GIVEN TASK: Edit the records from their start through the line containing "[[[33,103],[38,106],[53,106],[54,101],[54,99],[38,99],[33,101]]]", changing "wooden" to "painted" and leaving everything else as it is. Return only those lines.

(Picture annotation records)
******
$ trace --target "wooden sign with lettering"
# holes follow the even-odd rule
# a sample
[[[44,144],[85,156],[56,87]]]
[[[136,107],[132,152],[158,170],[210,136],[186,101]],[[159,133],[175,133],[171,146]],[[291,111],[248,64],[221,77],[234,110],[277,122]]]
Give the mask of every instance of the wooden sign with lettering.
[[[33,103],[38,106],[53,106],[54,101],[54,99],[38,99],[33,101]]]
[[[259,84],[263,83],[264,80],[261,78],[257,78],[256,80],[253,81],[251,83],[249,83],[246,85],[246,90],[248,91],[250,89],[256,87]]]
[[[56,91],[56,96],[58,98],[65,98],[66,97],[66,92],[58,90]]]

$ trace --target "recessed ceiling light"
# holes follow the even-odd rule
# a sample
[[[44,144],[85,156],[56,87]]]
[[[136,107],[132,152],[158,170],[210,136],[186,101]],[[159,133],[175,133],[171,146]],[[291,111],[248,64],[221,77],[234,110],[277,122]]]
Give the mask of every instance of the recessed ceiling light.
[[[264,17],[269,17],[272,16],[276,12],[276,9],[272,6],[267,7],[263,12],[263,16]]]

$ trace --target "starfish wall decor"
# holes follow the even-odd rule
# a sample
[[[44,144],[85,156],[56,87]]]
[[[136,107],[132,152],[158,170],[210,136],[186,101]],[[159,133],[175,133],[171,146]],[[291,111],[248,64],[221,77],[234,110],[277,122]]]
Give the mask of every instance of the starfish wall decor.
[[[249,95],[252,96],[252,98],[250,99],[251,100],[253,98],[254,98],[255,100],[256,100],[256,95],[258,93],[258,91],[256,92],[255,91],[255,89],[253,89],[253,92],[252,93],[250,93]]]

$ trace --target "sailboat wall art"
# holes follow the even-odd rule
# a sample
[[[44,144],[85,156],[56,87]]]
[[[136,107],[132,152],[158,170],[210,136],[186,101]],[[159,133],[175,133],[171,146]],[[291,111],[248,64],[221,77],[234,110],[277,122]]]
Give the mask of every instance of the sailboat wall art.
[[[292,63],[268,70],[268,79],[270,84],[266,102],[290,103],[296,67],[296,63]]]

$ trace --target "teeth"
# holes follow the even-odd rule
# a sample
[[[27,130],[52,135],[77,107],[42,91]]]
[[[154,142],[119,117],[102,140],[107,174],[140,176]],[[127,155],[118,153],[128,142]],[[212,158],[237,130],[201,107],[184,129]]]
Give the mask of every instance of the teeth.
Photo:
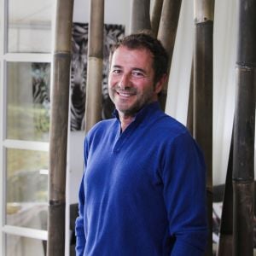
[[[123,97],[129,97],[131,95],[128,94],[128,93],[122,93],[122,92],[119,92],[119,96],[123,96]]]
[[[132,93],[120,92],[120,91],[117,91],[117,93],[122,97],[129,97],[133,95]]]

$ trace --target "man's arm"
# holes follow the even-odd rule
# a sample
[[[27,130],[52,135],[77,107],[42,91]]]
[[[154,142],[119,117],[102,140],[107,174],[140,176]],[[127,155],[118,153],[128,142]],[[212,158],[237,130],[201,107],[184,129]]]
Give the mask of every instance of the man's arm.
[[[175,238],[171,255],[203,255],[207,224],[202,154],[189,133],[175,138],[166,154],[162,178],[169,231]]]
[[[76,255],[83,256],[85,247],[85,234],[84,226],[84,176],[79,189],[79,217],[76,219]]]

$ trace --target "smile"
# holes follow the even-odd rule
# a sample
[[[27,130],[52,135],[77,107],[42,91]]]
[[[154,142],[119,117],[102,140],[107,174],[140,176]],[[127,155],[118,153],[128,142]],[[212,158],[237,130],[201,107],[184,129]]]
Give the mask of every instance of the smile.
[[[125,97],[125,98],[128,98],[130,96],[132,96],[136,95],[135,92],[128,92],[128,91],[118,91],[118,90],[116,90],[116,93],[119,96],[120,96],[122,97]]]

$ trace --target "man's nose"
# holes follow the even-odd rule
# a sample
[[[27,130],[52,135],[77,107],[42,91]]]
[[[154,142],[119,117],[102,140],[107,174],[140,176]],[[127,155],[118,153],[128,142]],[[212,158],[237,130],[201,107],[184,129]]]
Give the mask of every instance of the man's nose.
******
FINISHED ANSWER:
$ trace --target "painted sign with lettering"
# holes follow the even-odd rule
# a sample
[[[44,144],[85,156],[56,87]]]
[[[136,107],[132,152],[158,170],[210,136],[186,101]],[[159,133],[175,133],[171,146]],[[291,111],[248,64],[221,77],[234,110],[277,122]]]
Give the mask of every instance of the painted sign with lettering.
[[[33,103],[38,106],[53,106],[54,101],[54,99],[38,99],[33,101]]]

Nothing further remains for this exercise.